SET OF TASKS
- 1) Decide whether each statement agrees with the article on placenta genes, answering yes or no and quoting the words from the article that settle it: (a) The study appeared in the Proceedings of the National Academy of Sciences in June. (b) About 10 percent of mammalian genes undergo genomic imprinting. (c) Genes from the mother dominate in building the fetal side of the placenta.
- 2) Carry the article on placenta genes forward from its last sentence, keeping its style.

--- SOURCE PASSAGE Enclosed Below ---

Date: 16.8.2013
Though placentas support the fetus and mother, it turns out that the organ grows according to blueprints from dad, says new Cornell research. The study, published in the Proceedings of the National Academy of Sciences in June, shows that the genes in a fetus that come from the father dominate in building the fetal side of the placenta.
Genes work in pairs: one from each parent. But about 1 percent of mammalian genes choose sides, a phenomenon called genomic imprinting. Imprinted genes use molecules that bind to DNA (epigenetic tags) to quiet one half and let the other lead. In the study, the researchers discovered 78 new imprinted genes using horse-donkey hybrids.

--- End of Enclosed SOURCE PASSAGE ---
--- EXERCISE DATA Enclosed Below ---

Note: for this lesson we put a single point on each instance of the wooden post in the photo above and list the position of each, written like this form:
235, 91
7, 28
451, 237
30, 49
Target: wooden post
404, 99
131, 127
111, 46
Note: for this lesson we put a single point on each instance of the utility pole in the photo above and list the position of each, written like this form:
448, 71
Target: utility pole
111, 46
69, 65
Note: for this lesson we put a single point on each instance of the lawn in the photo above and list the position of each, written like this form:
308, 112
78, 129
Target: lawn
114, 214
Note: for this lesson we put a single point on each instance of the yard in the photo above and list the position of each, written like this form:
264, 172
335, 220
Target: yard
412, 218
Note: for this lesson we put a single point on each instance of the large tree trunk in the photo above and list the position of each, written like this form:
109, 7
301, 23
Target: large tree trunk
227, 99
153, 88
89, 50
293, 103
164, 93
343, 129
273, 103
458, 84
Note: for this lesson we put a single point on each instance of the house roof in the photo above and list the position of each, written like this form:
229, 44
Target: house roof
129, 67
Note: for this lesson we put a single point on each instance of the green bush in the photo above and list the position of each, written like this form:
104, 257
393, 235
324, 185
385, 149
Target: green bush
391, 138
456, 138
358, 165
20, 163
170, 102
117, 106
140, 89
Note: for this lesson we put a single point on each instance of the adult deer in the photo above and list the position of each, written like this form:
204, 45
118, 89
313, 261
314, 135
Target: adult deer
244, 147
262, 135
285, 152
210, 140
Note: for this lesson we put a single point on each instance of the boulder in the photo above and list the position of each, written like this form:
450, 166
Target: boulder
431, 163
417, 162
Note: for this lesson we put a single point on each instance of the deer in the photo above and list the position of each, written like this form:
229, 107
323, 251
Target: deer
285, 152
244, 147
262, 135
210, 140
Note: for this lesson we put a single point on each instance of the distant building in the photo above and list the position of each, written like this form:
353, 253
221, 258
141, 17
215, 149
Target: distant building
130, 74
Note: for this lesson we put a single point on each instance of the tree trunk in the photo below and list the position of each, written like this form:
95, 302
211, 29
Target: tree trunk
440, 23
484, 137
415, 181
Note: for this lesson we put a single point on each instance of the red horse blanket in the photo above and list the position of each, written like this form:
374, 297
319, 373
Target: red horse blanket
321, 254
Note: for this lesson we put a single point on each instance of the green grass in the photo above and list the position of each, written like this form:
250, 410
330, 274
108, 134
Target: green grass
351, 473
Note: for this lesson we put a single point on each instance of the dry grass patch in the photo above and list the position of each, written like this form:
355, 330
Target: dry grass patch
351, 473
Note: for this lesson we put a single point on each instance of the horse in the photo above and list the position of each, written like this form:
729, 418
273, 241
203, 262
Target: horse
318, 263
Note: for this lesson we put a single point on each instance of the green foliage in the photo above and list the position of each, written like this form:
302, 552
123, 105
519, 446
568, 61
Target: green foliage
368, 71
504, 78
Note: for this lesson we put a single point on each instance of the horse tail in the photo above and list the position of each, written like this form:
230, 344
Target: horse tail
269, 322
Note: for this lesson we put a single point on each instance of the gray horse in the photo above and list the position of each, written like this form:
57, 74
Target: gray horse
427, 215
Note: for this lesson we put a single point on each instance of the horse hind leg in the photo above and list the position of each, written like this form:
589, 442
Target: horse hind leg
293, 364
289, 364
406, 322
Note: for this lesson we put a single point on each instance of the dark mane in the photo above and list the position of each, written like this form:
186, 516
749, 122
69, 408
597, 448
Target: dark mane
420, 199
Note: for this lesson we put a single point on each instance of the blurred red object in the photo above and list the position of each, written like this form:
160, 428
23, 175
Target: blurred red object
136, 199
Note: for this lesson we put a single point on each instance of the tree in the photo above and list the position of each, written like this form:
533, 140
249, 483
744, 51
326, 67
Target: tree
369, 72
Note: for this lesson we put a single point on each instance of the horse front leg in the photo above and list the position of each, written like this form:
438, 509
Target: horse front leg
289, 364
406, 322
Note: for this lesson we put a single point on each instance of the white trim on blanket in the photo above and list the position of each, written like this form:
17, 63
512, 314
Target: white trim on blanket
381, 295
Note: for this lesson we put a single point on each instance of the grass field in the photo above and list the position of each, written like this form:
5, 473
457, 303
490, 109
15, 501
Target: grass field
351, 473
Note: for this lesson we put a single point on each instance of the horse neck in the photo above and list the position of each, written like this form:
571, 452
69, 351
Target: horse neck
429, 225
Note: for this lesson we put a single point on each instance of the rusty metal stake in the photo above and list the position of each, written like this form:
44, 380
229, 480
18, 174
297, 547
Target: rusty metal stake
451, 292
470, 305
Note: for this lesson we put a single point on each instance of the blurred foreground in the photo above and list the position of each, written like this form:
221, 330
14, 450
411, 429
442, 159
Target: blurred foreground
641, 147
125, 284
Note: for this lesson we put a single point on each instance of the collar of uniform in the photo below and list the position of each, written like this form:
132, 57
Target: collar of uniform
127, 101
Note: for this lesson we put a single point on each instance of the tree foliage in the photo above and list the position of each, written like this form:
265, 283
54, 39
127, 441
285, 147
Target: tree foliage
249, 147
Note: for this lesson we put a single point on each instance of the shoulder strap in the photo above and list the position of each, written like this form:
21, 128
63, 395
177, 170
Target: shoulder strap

--- End of Enclosed EXERCISE DATA ---

ANSWERS BY ITEM NUMBER
- 1)
(a) Yes: "published in the Proceedings of the National Academy of Sciences in June"
(b) No: "about 1 percent of mammalian genes choose sides"
(c) No: "the genes in a fetus that come from the father dominate in building the fetal side of the placenta"

- 2)
"This is the first study to offer an unbiased profile of novel imprinted genes in a mammal other than mice," said lead author Xu Wang, a postdoctoral associate in the laboratory of Andrew Clark, professor of molecular biology and genetics and the study's senior author.
Using mouse studies, only about 100 genes with imprinted expression had been identified. To determine whether other genes exhibit imprinted expression, Wang and colleagues sequenced all of the expressed genes (the transcriptome) of hinnies (whose mothers are donkeys; fathers horses) and mules (whose mothers are horses; fathers donkeys) and looked for parent-of-origin differences.